-- begin --

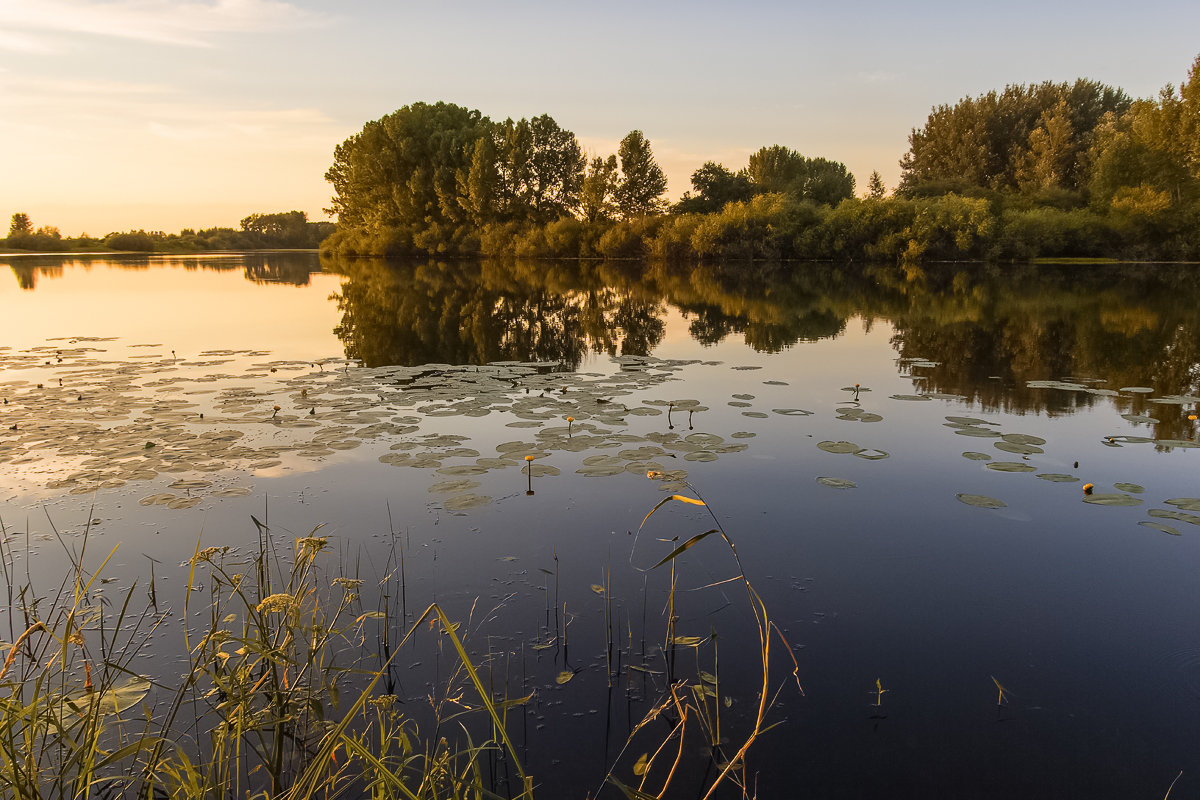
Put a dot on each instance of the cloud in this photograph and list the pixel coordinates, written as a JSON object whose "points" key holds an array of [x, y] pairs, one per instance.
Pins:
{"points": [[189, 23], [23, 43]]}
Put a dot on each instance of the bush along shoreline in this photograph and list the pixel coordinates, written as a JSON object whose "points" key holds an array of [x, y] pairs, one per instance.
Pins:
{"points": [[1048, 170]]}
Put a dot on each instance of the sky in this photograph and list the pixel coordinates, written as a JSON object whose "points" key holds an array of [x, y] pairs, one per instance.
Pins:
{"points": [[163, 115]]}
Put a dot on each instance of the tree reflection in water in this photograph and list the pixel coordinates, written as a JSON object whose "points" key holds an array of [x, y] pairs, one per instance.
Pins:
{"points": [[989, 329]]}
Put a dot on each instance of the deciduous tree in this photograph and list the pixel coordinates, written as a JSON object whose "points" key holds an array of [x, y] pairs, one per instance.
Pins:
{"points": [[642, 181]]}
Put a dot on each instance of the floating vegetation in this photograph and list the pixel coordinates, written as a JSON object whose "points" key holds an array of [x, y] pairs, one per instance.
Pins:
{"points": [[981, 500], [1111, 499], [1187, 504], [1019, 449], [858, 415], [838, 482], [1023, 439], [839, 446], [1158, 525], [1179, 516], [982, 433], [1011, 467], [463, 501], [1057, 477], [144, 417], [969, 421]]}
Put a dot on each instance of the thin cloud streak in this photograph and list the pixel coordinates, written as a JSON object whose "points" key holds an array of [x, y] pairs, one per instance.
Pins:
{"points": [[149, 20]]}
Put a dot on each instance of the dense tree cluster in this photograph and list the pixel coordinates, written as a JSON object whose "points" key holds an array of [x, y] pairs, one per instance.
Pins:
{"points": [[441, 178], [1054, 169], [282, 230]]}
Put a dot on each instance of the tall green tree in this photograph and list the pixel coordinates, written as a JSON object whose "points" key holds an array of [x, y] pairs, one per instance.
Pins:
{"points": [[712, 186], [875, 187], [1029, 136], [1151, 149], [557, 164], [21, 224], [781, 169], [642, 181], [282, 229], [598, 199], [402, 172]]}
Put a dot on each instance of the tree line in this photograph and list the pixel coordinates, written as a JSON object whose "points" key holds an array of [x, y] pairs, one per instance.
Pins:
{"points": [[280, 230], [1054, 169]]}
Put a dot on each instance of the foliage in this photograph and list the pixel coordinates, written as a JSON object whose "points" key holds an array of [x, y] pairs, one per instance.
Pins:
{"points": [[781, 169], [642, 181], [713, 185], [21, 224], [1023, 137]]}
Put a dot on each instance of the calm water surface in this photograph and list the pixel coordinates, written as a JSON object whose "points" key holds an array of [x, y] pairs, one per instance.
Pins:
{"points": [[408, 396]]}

-- end --

TASK TO CARRY OUT: Replace "photograph" with "image" everywhere it occurs in the rows above, keep everything else unchanged, and leave the pictures out of your copy.

COMPLETED TASK:
Put a dot on each instance of the cloud in this image and list the pixel coordinates, written as a JSON object whose "points" key holds an array of [x, y] pairs, one per instance.
Pins:
{"points": [[189, 23], [23, 43]]}
Put a dot on each instance of the bush along shoreline in this image and list the pixel coordinates, written as a JSON object whose "points" key holds an array of [x, y] pairs, one per instance.
Pins:
{"points": [[1048, 170]]}
Put a dot on each instance of the sky in this image and list the pixel coordinates, written as a JSON object whose "points" key holds an array of [x, y] pairs, one per instance.
Pins:
{"points": [[163, 115]]}
Put a dot on each instance of the tree reflection in water in this image and list the pixel coordinates, written as a JSON object whose "points" key holds an array of [x, y] pairs, one per instance.
Pins:
{"points": [[989, 329]]}
Put a dot on each instance of the deciduous tree in this image and list the pixel coordinates, written as a JSON object whose "points" key holds an array of [x, y] pairs, one per instance.
Pins:
{"points": [[642, 181]]}
Put a dot on each instance of the floating vegetation in this image and list the pixel coordinates, written as a JSON object whose "points" key holds an array of [x, y] pairs, one per instance.
Pins:
{"points": [[981, 500], [1111, 499], [1187, 504], [1019, 449], [858, 415], [838, 482], [1023, 439], [839, 446], [1158, 525], [1179, 516], [982, 433], [1011, 467], [463, 501], [1057, 477], [144, 417], [969, 421]]}
Put a dot on each instance of the thin cloud streak in this image and list the pixel coordinates, written as a JSON object whose "points" key holds an array of [x, y] pairs, one per instance.
Pins:
{"points": [[149, 20]]}
Put a dot on each instance of the dense tree cluster in this image and list the pixel coordinates, written as a JSON object whose "points" key holds an array of [x, y] pairs, one per instance.
Pins:
{"points": [[441, 178], [1054, 169], [282, 230]]}
Put a dot on each instance of the tall green tree in this image and list the pixel coordinates, written as a JSON object whose "points" key holds an array of [x, y] pairs, one per instance.
Pins:
{"points": [[712, 186], [875, 187], [1029, 136], [1151, 149], [557, 164], [21, 224], [781, 169], [642, 181], [282, 229], [598, 199], [402, 172]]}
Put a dot on each instance of the tree line in this image and list the pixel coordinates, written as a JSON object whose "points" key holds an array of [x, y] pairs, one per instance.
Pins:
{"points": [[280, 230], [1054, 169]]}
Put a dot on each instance of the foliage in this image and list the pixel coordinates, written as a JSON object whose "points" key holds an array of [x, y] pairs, one per instance.
Pins:
{"points": [[781, 169], [642, 181], [713, 185], [21, 224], [1023, 137]]}
Put a dot on each instance of the calm water surface in this image and list the pixel coordinates, written as a JSON object whose "points" key holds an array of [x, y] pairs, one per instance.
Pins:
{"points": [[408, 396]]}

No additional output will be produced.